_PASSAGE GIVEN_
[START]
If the ongoing crisis in Iraq continues for some more time, the country's current account deficit for this year may widen to 2.3 per cent of GDP due to rise in oil prices, says a report by SBI Research.
WHAT IS A CURRENT ACCOUNT DEFICIT?
A measurement of a country’s trade in which the value of goods and services it imports exceeds the value of goods and services it exports. The current account also includes net income, such as interest and dividends, as well as transfers, such as foreign aid, though these components tend to make up a smaller percentage of the current account than exports and imports.
A country can reduce its current account deficit by increasing the value of its exports relative to the value of imports. It can place restrictions on imports, such as tariffs or quotas, or it can emphasize policies that promote exports, such as import substitution industrialization or policies that improve domestic companies' global competitiveness. The country can also use monetary policy to improve the domestic currency’s valuation relative to other currencies through devaluation, since this makes a country’s exports less expensive.
[END]
_BRIEF 1_
Copy the passage on current account deficits word for word, from "If the ongoing" up to and including "CURRENT ACCOUNT DEFICIT?".

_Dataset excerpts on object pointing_
[START]
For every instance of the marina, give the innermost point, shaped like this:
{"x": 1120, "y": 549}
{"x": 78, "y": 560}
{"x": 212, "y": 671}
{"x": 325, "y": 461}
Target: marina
[END]
_BRIEF 2_
Rewrite every line of the records as a numbered list, omitting any blank lines.

_COMPLETE OUTPUT 1_
If the ongoing crisis in Iraq continues for some more time, the country's current account deficit for this year may widen to 2.3 per cent of GDP due to rise in oil prices, says a report by SBI Research.
WHAT IS A CURRENT ACCOUNT DEFICIT?

_COMPLETE OUTPUT 2_
1. For every instance of the marina, give the innermost point, shaped like this:
2. {"x": 1120, "y": 549}
3. {"x": 78, "y": 560}
4. {"x": 212, "y": 671}
5. {"x": 325, "y": 461}
6. Target: marina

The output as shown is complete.